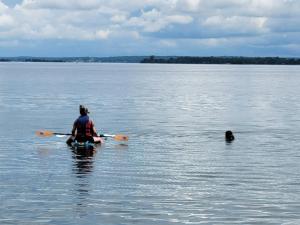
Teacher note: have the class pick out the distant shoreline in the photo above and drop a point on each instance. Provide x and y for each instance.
(235, 60)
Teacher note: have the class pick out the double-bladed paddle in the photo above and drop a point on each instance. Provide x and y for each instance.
(47, 133)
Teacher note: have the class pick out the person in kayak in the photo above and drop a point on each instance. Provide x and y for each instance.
(229, 137)
(83, 128)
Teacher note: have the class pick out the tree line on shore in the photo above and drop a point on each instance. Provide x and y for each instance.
(223, 60)
(163, 59)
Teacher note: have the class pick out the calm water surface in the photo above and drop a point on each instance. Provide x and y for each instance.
(176, 168)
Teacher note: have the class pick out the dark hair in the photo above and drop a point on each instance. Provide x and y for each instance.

::::

What you are asked to do => Copy every line of the records above except the pictures, which should be left out. Offset each x and y coordinate in the answers by 91.

Task answer =>
Teacher note: have the class pick out the distant shoreline in the photo above and drop a point on each instance. Provide x and y for each instance.
(326, 151)
Teacher note: have the class pick out the double-bladed paddle in the photo above and drop a point on each instance. Provide x and y for each instance.
(138, 224)
Teacher note: have the class pick out the person in kayak in the photo above and drop a point on each instance. Provide x and y for each instance.
(320, 228)
(174, 219)
Teacher note: have the class pick out the tree line on shore in the photo above and drop a point on each instance. Provide x and y for each instance.
(314, 151)
(254, 150)
Teacher note: have the class pick out the calm water surface in the photo above and drop a point on each instance. Provide x and y for each instance.
(267, 259)
Teacher note: have the class pick out the dark hair in the photo above and drop a point on each instance. Provide x and y for each instance.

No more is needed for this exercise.